日本プロ野球79年の歴史にはさんぜんと輝く「不滅の記録」がある。最多勝利・奪三振・最多安打だ。最多勝利・奪三振は1969年に引退した在日韓国人2世(後に日本国籍を取得)・金田正一の記録が破られていない。最多安打は1981年に引退した在日韓国人2世の張本勲の記録がそのまま保たれている。張本は今も堂々と韓国国籍を変えていない。そんな張本に、日本人たちも記録以上の感動を感じるという。

 数年前、酒の席で張本の手を見たことがある。右手薬指と小指が曲がり、くっついていた。幼いころに大やけどを負ったからだという。張本は5歳の時に原爆の閃光(せんこう)にさらされた被爆者でもある。原爆が落ちた時、近所にいた長姉は亡くなった。張本は現役時代、障害を公にしなかった。「言い訳になるかと思って、言わなかった」という。外国籍と障害者という二つの難関をひたすら努力することで克服した。張本が韓日両国で感動を与えるのはこのためだ。

 2010年、日本プロ野球に「1492試合連続試合フルイニング出場」という大記録が誕生した。11年間にわたり全イニングに出場したのは、在日韓国人3世として生まれ、日本国籍を取得した金本知憲だ。プロ野球人生のスタートは惨々だった。出身地のプロ野球チーム・広島カープに入団し、デビュー戦は3打数無安打2三振だった。その後、練習に練習を重ねた。ある監督は金本に「雑草はアスファルトの下からでも生えてくる。けれど、おまえはコンクリートで固めても出てくるやつだな」と言った。7番打者としてスタートし、5番打者、4番打者に昇格、03年に関西地方を代表するチームの阪神タイガースに誘われ、移籍した。

*課題の目的*.
上の抜粋を全文、一字一句変えずに繰り返してください。 ここでのデータは今回の作業には使わない。

*掲載データ一覧*.
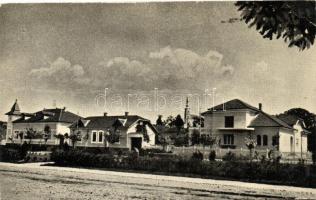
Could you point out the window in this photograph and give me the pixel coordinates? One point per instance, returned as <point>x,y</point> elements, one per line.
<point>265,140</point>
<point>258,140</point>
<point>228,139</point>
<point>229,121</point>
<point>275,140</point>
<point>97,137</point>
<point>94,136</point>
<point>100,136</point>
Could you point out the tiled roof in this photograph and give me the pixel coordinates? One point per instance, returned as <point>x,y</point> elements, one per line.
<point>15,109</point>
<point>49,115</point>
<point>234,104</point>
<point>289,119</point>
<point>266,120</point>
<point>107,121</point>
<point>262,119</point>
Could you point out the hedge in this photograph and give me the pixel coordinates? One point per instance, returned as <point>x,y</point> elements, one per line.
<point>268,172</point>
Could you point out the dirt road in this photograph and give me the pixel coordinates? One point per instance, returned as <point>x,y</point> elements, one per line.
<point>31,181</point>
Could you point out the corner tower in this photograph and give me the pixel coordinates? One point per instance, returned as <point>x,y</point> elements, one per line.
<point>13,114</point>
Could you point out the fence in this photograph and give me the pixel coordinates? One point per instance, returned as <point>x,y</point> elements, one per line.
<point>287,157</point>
---
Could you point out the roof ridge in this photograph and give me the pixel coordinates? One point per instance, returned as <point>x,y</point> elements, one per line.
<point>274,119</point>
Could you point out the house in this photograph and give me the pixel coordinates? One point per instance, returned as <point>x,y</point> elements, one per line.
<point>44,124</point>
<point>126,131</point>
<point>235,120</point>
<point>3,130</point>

*問題の解答*.
日本プロ野球79年の歴史にはさんぜんと輝く「不滅の記録」がある。最多勝利・奪三振・最多安打だ。最多勝利・奪三振は1969年に引退した在日韓国人2世(後に日本国籍を取得)・金田正一の記録が破られていない。最多安打は1981年に引退した在日韓国人2世の張本勲の記録がそのまま保たれている。張本は今も堂々と韓国国籍を変えていない。そんな張本に、日本人たちも記録以上の感動を感じるという。

 数年前、酒の席で張本の手を見たことがある。右手薬指と小指が曲がり、くっついていた。幼いころに大やけどを負ったからだという。張本は5歳の時に原爆の閃光(せんこう)にさらされた被爆者でもある。原爆が落ちた時、近所にいた長姉は亡くなった。張本は現役時代、障害を公にしなかった。「言い訳になるかと思って、言わなかった」という。外国籍と障害者という二つの難関をひたすら努力することで克服した。張本が韓日両国で感動を与えるのはこのためだ。

 2010年、日本プロ野球に「1492試合連続試合フルイニング出場」という大記録が誕生した。11年間にわたり全イニングに出場したのは、在日韓国人3世として生まれ、日本国籍を取得した金本知憲だ。プロ野球人生のスタートは惨々だった。出身地のプロ野球チーム・広島カープに入団し、デビュー戦は3打数無安打2三振だった。その後、練習に練習を重ねた。ある監督は金本に「雑草はアスファルトの下からでも生えてくる。けれど、おまえはコンクリートで固めても出てくるやつだな」と言った。7番打者としてスタートし、5番打者、4番打者に昇格、03年に関西地方を代表するチームの阪神タイガースに誘われ、移籍した。